■ TASK BRIEF ■
Using the entries below, transcribe exactly the line containing "For each instance of the rear side" and each line that follows it to the end.

■ MATERIAL FOR THIS EXERCISE ■
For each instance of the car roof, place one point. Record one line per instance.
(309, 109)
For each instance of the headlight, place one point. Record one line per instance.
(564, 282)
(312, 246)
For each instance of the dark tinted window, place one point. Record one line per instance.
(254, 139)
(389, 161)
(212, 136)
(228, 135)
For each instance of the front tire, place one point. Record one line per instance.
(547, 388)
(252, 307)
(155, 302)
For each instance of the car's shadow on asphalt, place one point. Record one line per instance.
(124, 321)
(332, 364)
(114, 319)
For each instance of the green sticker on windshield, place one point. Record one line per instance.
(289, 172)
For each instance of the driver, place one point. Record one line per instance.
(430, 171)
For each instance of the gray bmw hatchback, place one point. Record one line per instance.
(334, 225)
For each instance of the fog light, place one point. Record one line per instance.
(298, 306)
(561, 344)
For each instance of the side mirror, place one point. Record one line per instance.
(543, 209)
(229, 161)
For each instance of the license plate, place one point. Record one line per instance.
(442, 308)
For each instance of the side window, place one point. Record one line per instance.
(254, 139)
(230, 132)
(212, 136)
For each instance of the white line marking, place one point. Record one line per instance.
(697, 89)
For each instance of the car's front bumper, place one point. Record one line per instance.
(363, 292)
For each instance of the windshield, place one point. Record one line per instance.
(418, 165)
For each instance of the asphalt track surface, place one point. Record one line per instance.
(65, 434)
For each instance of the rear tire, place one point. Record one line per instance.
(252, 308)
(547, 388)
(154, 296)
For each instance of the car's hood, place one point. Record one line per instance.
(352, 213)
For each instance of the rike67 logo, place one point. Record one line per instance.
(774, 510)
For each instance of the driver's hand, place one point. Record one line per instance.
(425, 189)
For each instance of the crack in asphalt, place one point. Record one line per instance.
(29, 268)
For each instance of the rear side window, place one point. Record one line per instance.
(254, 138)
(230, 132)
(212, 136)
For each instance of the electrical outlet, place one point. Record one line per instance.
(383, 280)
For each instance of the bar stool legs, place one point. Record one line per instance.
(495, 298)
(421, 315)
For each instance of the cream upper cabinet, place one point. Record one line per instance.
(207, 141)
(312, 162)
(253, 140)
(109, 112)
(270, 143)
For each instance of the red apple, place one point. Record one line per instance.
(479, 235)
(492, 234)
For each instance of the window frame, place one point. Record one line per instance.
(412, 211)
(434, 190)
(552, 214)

■ THE COMPLETED TASK ■
For each instance of the rear side window, place one point. Record one line per instance.
(254, 138)
(230, 132)
(212, 136)
For each instance of the electrical outlet, place one point. Record one line per instance.
(383, 280)
For each instance of the bar stool legs, place one point. Record one line per instance.
(495, 298)
(421, 315)
For each instance of the cream upper cabinet, place one point. Record one line per instance.
(207, 141)
(312, 162)
(253, 140)
(109, 112)
(270, 143)
For each instance of the red apple, place one point. Record one line per instance.
(479, 235)
(492, 234)
For each instance of the window frame, place one point. Record one line per instance.
(412, 211)
(434, 190)
(552, 214)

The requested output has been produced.